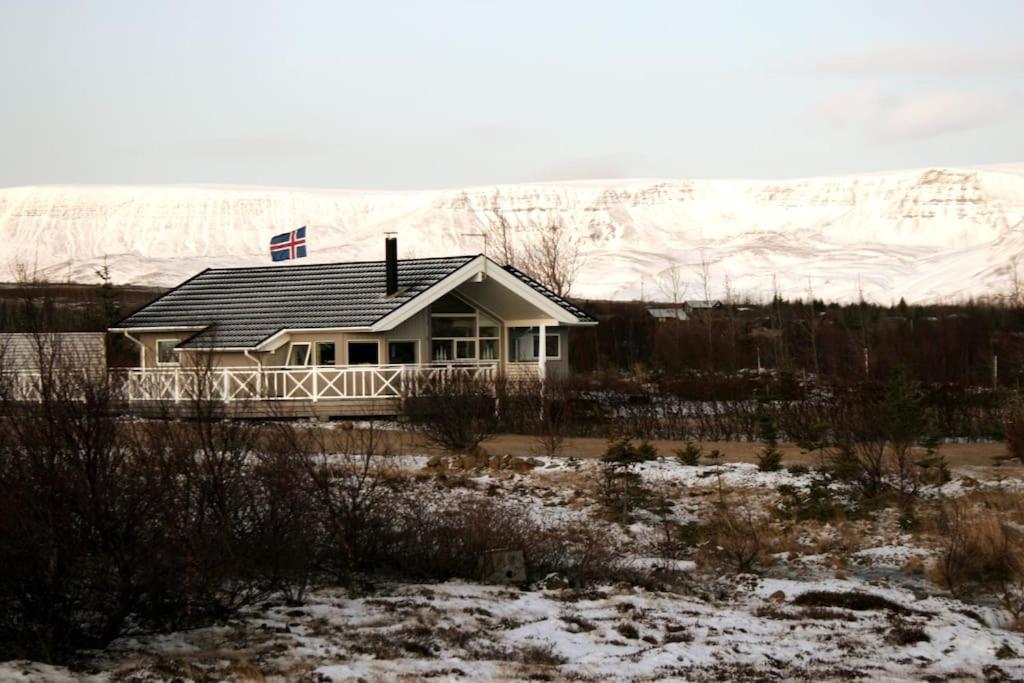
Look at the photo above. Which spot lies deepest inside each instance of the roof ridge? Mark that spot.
(321, 265)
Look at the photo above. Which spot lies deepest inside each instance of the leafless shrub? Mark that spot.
(736, 539)
(980, 549)
(107, 525)
(456, 413)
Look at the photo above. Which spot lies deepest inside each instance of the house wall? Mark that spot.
(416, 328)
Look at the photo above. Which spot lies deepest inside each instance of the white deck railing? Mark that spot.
(305, 384)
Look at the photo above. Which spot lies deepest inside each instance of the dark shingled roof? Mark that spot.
(572, 308)
(244, 306)
(241, 307)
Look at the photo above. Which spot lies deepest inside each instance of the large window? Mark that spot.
(364, 353)
(400, 352)
(459, 333)
(524, 344)
(165, 352)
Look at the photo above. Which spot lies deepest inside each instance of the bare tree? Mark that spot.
(704, 275)
(553, 258)
(1016, 294)
(811, 324)
(501, 241)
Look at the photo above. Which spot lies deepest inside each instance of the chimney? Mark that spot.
(390, 264)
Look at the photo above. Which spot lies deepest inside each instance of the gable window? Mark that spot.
(459, 333)
(524, 344)
(364, 353)
(165, 352)
(326, 353)
(400, 352)
(298, 353)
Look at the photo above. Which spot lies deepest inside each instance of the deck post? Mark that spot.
(542, 353)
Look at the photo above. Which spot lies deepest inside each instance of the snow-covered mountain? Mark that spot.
(926, 235)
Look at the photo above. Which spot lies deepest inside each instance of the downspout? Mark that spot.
(141, 347)
(259, 372)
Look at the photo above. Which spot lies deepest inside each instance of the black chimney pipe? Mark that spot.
(390, 265)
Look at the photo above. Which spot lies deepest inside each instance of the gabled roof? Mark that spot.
(242, 307)
(582, 315)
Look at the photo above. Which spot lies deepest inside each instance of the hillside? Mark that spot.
(924, 235)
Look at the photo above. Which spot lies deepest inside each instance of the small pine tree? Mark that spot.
(769, 458)
(689, 455)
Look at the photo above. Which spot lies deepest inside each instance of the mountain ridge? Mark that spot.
(925, 235)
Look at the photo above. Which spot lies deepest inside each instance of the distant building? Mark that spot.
(684, 310)
(676, 312)
(24, 352)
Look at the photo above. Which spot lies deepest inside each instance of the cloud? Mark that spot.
(886, 115)
(931, 60)
(590, 168)
(257, 147)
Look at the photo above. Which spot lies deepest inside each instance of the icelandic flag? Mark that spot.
(289, 245)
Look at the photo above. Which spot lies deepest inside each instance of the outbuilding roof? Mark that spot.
(242, 307)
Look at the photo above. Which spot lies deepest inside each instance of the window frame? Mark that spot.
(175, 360)
(535, 336)
(308, 354)
(416, 351)
(348, 355)
(316, 353)
(476, 339)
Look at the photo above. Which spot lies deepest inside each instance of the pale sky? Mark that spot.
(408, 95)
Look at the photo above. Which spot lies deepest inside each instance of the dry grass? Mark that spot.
(980, 546)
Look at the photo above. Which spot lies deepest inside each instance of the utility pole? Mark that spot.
(483, 236)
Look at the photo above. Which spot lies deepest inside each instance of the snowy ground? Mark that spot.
(841, 600)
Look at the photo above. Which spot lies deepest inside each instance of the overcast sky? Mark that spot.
(406, 95)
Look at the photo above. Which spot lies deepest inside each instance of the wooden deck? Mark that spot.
(271, 410)
(320, 392)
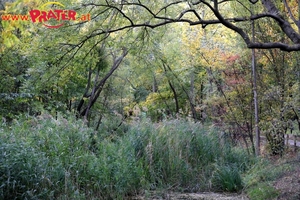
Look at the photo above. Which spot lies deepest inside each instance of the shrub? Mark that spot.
(46, 158)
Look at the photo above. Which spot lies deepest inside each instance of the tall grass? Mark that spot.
(44, 158)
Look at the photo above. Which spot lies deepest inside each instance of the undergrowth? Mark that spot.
(47, 158)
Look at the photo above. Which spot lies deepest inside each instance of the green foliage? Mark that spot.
(258, 180)
(263, 191)
(47, 158)
(227, 178)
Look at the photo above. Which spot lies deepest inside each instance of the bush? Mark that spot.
(45, 158)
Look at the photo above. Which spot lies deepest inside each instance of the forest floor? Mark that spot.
(287, 184)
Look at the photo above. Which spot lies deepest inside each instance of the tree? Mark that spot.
(152, 15)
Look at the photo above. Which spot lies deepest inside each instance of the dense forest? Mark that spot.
(113, 99)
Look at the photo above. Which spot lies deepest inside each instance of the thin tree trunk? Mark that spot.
(255, 99)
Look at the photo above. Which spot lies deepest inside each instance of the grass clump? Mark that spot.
(46, 158)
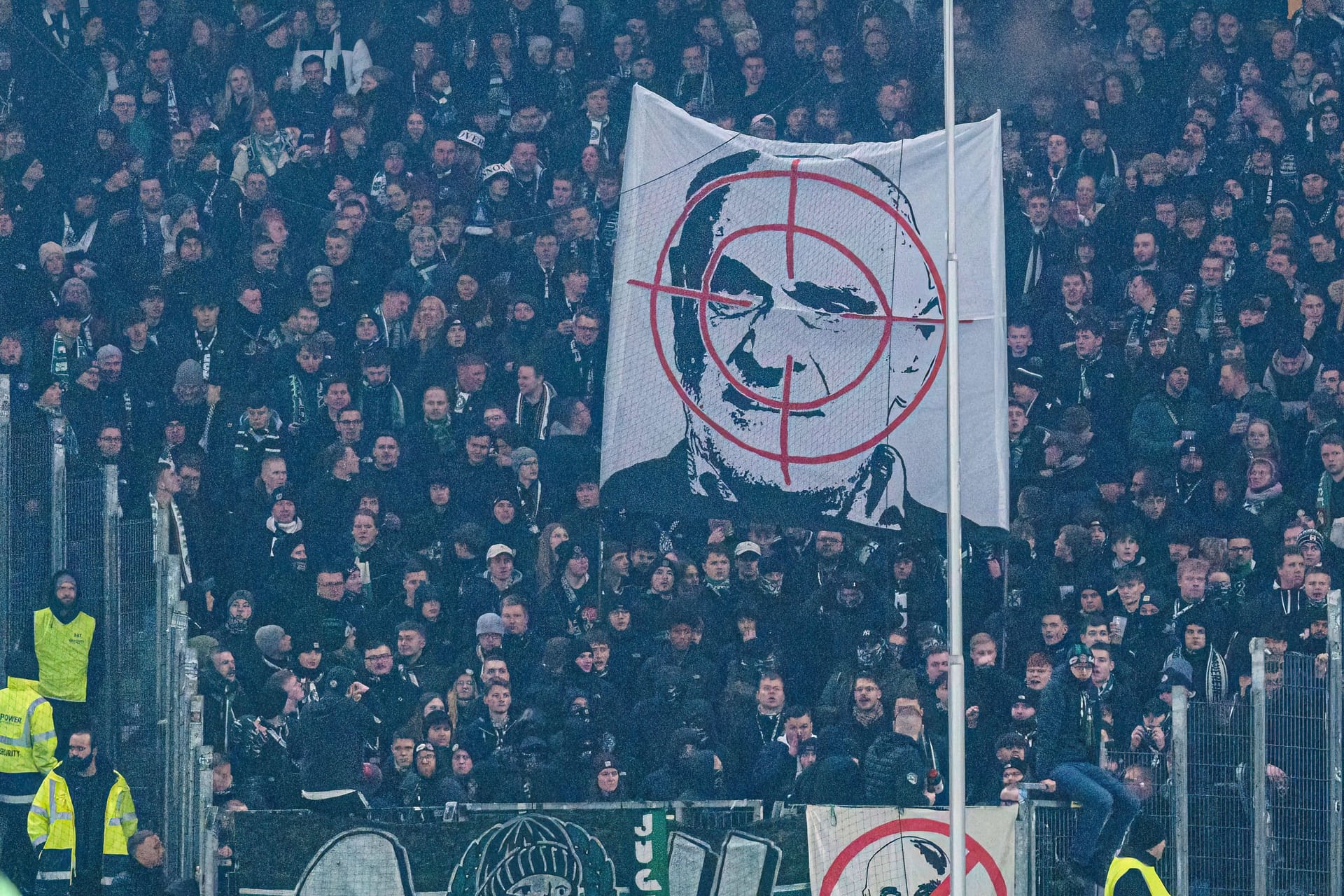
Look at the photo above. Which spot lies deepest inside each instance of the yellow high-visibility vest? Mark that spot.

__________________________________________________

**TRY IT**
Print the data exactly as written, dropping any images it holds.

**TASK SOLUTION**
Look at the photo above. Which spot lies deepest inside each instance of the roof ridge? Mark that spot.
(321, 265)
Look at the photo above. Which spot lies deepest inside each instance of the leafless shrub? Mark that spot.
(736, 539)
(980, 549)
(107, 525)
(456, 413)
Look at the photo above. Which spot lies deepest inside each instance of the house wall? Mark that spot.
(416, 328)
Look at the photo above. Which spot lies deepest inside each instance of the white deck railing? Mark that spot.
(305, 384)
Look at the photo above. Which spot lies deepest inside each instance of the dark shingled roof? Mark that spot.
(572, 308)
(244, 306)
(241, 307)
Look at the photo above. Which spot lies deepest inside each instance of the large window? Mark that spot.
(364, 353)
(400, 352)
(459, 333)
(524, 344)
(165, 352)
Look at the photo above. Which spot lies deepest inside each instance of the bare tree? Mark that spot.
(704, 275)
(553, 258)
(1016, 294)
(811, 324)
(501, 241)
Look at the photo above. Which spot lies deepest inside each instance of the chimney? Mark that spot.
(390, 264)
Look at the photo above. Which spot lies deepest inside each instance of the gable window? Mark that spot.
(459, 333)
(524, 344)
(364, 353)
(165, 352)
(326, 353)
(400, 352)
(298, 353)
Look at the photo above. Which spot lies deepest inside each instance of the deck post? Mark that spot.
(542, 353)
Look at the photo above. Which spot lies deepest inside each instance of the snow-covered mountain? Mark that spot.
(926, 235)
Look at the photo above. Which spot lies deepest inside each instance of the downspout? Mark that spot.
(141, 347)
(259, 372)
Look at the photo above. Which spot lies deepest inside each instance of the black chimney pipe? Mark that spot.
(390, 265)
Look at the photo above. Which spot lies deepest inside each instance of the gabled roof? Mark that spot.
(242, 307)
(582, 315)
Look at the photo above. Which spot lies deepest inside each instance of the hillside? Mark that spot.
(924, 235)
Look at the photo above. Which spot lies deepest inside each instance of the small pine tree? Mark that spot.
(769, 458)
(689, 455)
Look at the photo above. Which spot lies deepest inside each instance of the mountain ridge? Mark that spot.
(925, 235)
Look at the photo above. Which spot lies deepest inside each instance of the distant building? Mark that spot.
(684, 310)
(676, 312)
(24, 352)
Look at the photo above. Which spot lies deepest inside each instance of the cloud? Mark that spot.
(886, 115)
(931, 60)
(590, 168)
(257, 147)
Look at the photo above. Which spot lies deepest inside each instance of the icelandic flag? Mark that spot.
(289, 245)
Look at the photo above. Which spot lies deepest inside each instance of the outbuilding roof? Mark that spot.
(242, 307)
Look at the photo above. Which spot lies deepest inside each instance of the window frame? Mark that spot.
(175, 360)
(535, 336)
(308, 354)
(416, 351)
(348, 355)
(316, 353)
(476, 339)
Look at the photo above. Which spot lies deepest inside each instance of the pale sky? Mark that spot.
(408, 95)
Look at the photo above. Which spot lies deepest inside each instance of the dry grass? Mark that spot.
(980, 546)
Look at the photo above. Which spot lies deepest inside each instance of the utility pole? Mark that spot.
(483, 236)
Look at the photo above. Which spot lies deepest inside each instance of the snowy ground? Mark that spot.
(841, 600)
Look at the photo above. Which spot lies deepest inside each instance of the overcast sky? Mark that spot.
(406, 95)
Look at the photo above. Which spot lies deepest inside each instance of the wooden deck? Mark that spot.
(271, 410)
(320, 392)
Look at the photo above. Which spot lies deepest inside each instance of the shrub? Mark that spot.
(46, 158)
Look at the photo above. Which spot lies deepest inside each instance of the tall grass? Mark that spot.
(44, 158)
Look at the photo above. Which spot lies deepest inside each instance of the undergrowth? Mark that spot.
(47, 158)
Look at the photo above. Which spot lies deepest inside each instance of the green foliage? Mark that spot.
(258, 180)
(263, 191)
(47, 158)
(227, 178)
Look at the photo above. Which spot lies deepest inside each instance of the bush? Mark that spot.
(45, 158)
Look at the photo above. Which spot lies deepest inside each instance of the forest floor? Mark that spot.
(287, 184)
Look at the photo above. Which spot lies deepest inside each instance of the tree? Mark that spot.
(152, 15)
Look at the photo above. Which spot lies deepest inside each instance of the dense forest? Mark that spot.
(113, 99)
Look at the photo above. Which spot lies deepest inside each instance of the thin tree trunk? Mark that spot.
(255, 99)
Look at the photo above. Which spot lies deepest inside each instance of the grass clump? Mark that spot.
(46, 158)
Look at the photo above. Which spot lies deepest inside each instance of the yellow high-visibility vest? Mark that spot.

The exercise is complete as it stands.